- [Objectives]:
1/ Convert the listing, starting at the line containing "Target: blue directional sign" and ending at the final line of the listing, into a Markdown table with the columns Row and Entry. Skip blank lines and leave out the pictures.
2/ Carry on the article about Glencore's bid for Viterra from the point where it stops.

-- Start Quoted text --

Wall argued that the potash giant was a strategic asset, and BHP’s takeover did not provide a net benefit. The federal government agreed, and the bid was quashed.
Similarly, Wall has indicated that he will carefully review a sale of Viterra, to determine any net benefit. It is possible the federal government may block it, should Glencore not meet the net benefit test.
However, as Wall has noted, Viterra is not necessarily a strategic asset in the same way that Potash Corp. is. This is because Potash Corp. pays royalties and Viterra does not. Potash Corp. also has mining rights to the resource. Viterra buys from farmers.
However, the takeover is no longer just about Glencore. The firm is reportedly in talks to share the Viterra buy with Canadian firms Agrium Inc., also publicly traded, and Richardson International, the family owned Winnipeg grain handling company.
Viterra reported March 19 it was in exclusive discussions with a third party, but that does not rule out a tri-party asset split.
Evaluation of the takeover will also be directed to another federal department: the Competition Bureau.
Agrium, a nitrogen producer and a potash miner, would likely add retail farm supply stores to its network should it pick up part of Viterra. That signifies less competition on the input side.
Richardson is Canada’s second-largest grain handling company behind Viterra. Depending on which assets it acquires, the deal could signify less competition in grain handling.

-- End Quoted text --
-- Start Data shown --

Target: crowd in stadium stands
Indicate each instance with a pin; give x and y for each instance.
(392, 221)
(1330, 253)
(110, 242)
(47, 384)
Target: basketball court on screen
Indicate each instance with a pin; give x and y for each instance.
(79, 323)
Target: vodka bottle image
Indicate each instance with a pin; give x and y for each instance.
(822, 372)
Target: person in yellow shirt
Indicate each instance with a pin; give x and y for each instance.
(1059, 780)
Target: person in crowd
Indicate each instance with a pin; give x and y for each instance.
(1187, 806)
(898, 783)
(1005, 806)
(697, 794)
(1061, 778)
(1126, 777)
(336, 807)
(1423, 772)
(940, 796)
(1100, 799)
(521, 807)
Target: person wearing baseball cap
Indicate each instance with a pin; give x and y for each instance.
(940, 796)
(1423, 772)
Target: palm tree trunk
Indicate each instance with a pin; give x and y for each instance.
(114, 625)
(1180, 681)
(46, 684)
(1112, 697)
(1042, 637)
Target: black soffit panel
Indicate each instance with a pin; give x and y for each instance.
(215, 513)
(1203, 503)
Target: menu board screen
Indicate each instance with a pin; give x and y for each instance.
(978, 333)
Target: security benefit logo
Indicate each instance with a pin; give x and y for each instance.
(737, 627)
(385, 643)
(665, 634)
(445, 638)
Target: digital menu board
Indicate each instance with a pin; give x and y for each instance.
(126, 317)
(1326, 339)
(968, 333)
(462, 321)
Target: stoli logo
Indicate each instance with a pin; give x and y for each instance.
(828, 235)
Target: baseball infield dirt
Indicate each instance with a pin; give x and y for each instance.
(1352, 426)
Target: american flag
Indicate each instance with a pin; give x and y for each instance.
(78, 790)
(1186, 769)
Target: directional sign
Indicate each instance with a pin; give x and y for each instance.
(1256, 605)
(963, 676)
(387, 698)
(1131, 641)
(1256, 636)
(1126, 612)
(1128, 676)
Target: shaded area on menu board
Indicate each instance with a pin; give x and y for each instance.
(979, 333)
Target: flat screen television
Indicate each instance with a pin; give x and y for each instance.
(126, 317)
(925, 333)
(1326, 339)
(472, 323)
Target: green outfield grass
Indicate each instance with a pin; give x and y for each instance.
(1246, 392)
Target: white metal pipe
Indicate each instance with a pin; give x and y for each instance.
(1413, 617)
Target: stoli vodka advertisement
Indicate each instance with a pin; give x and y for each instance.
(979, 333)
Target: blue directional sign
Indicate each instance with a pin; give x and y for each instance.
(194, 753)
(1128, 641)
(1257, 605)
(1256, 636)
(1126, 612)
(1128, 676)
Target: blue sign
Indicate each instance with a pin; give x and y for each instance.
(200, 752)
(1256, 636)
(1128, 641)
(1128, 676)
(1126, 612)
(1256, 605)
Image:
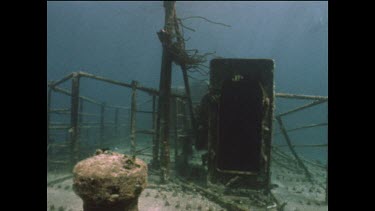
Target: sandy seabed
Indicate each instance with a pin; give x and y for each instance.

-- End Data shown --

- [Results in order]:
1/
| Row | Entry |
|---|---|
| 1 | Target: blue directional sign |
| 2 | Indicate each instance with a pin; give x and y for each instance. |
| 3 | (194, 753) |
| 4 | (1128, 641) |
| 5 | (1257, 605) |
| 6 | (1256, 636) |
| 7 | (1126, 612) |
| 8 | (1128, 676) |
| 9 | Target: blue sign |
| 10 | Indicate each instance with a pin; give x and y for each instance. |
| 11 | (200, 752) |
| 12 | (1256, 636) |
| 13 | (1128, 641) |
| 14 | (1128, 676) |
| 15 | (1126, 612) |
| 16 | (1256, 605) |
| 17 | Image: |
| 18 | Target: sandy seabed |
| 19 | Indicate each instance with a pin; give x and y for each instance. |

2/
Whether the sale meets the competition test will come down to how the three speculative players split up specific Viterra properties, and not all the options are negative. For example, port facilities at Vancouver are reportedly likely to go to Glencore, since Richardson already has a facility there.
It’s also possible that Glencore could end up with elevators side-by-side with Richardson’s across Western Canada. If that’s the case, these current partners could become fierce competitors in the new environment.
That would be a reasonable outcome, but the Competition Bureau must be sure these assets are appropriately divided. There would be other, less desirable outcomes if companies already in Western Canada win the bid for Viterra and if their assets overlapped.
A new player in the Canadian industry such as Glencore might be a better option for farmers than a takeover by an existing player, whether domestic or foreign.
By far the most important point for farmers is that competition and sufficient grain handling capacity must remain in place.
That is where the Canadian government should focus most of its attention.